REQUIRED TASKS
[1] Please translate this sentence from the CiteAb announcement into Spanish: "The 1 millionth antibody was Biorbyt’s PEBP4 antibody."
[2] According to the CiteAb announcement, how many companies' antibodies does the site now give researchers access to?
[3] Carry the CiteAb announcement forward from its last sentence.

SOURCE PASSAGE
CiteAb, the world’s largest independent citation-ranked antibody search engine, has today announced that it now lists 1 million antibodies. The company, which has been supported by seed funding from the University of Bath, has quickly grown in popularity as a tool for researchers, attracting over 16,000 users since it launched in March 2013.
The 1 millionth antibody was Biorbyt’s PEBP4 antibody. This antibody has two citations listed on CiteAb, in which it has been validated for use in western blot analysis of human tissue.
The site now gives researchers access to antibodies from over 60 companies worldwide, rated by their citations in over 100,000 research papers.
CiteAb was developed by Bath researcher Dr Andrew Chalmers, in collaboration with Bath-graduate run web software development company Storm Consultancy, in response to a need among the research community for a fully independent antibody rating service.
Dr Andrew Chalmers, from the Department of Biology and Biochemistry, said: “As a researcher, I buy antibodies and wanted to know that those I ordered would work. I couldn’t find a completely unbiased tool, other antibody search engines allowed companies to pay to be top listed.

DATA EXTRACTS
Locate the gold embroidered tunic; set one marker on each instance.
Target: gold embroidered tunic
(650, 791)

--

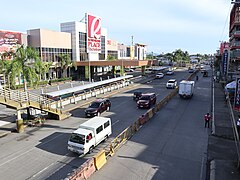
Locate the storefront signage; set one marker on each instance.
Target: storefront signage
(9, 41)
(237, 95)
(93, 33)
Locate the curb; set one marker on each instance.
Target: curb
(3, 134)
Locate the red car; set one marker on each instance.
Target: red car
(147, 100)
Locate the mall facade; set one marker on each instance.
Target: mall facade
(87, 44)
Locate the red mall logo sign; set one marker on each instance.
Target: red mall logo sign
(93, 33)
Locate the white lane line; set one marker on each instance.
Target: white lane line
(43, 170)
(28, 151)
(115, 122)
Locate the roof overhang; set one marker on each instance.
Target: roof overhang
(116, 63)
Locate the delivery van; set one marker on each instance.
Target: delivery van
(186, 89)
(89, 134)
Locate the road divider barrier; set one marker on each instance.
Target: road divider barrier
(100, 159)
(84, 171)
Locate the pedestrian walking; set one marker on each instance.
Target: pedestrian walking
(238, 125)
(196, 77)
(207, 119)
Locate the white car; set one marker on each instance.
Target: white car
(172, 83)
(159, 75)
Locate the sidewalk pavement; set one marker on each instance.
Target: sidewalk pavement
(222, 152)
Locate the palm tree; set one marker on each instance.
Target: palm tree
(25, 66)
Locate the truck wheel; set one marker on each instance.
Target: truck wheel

RESULTS
[1] El anticuerpo número un millón fue el anticuerpo PEBP4 de Biorbyt.

[2] Antibodies from over 60 companies worldwide.

[3]
“The core ethos of CiteAb is that we are completely impartial – we list antibodies according to citations, so the only way an antibody can move up the ratings is to be used successfully in research and be cited by other researchers.”
CiteAb can be visited at www.citeab.com. For news and discussion, as well as an opportunity to benefit from periodic offers, see the blog, follow on Twitter at @CiteAb, or find CiteAb on LinkedIn, Google+ and Facebook.
Researchers using antibodies are encouraged to upload their publications to CiteAb – giving them greater visibility and improving their chances of being cited, while also helping other researchers using CiteAb to find good quality antibodies.
Andrew said: “CiteAb is fast becoming the go-to place for antibody search and we try to react quickly to any feedback from users so that we can continually improve the site. Therefore, any ideas will be received with thanks and we’d be glad to have a chat with interested parties.”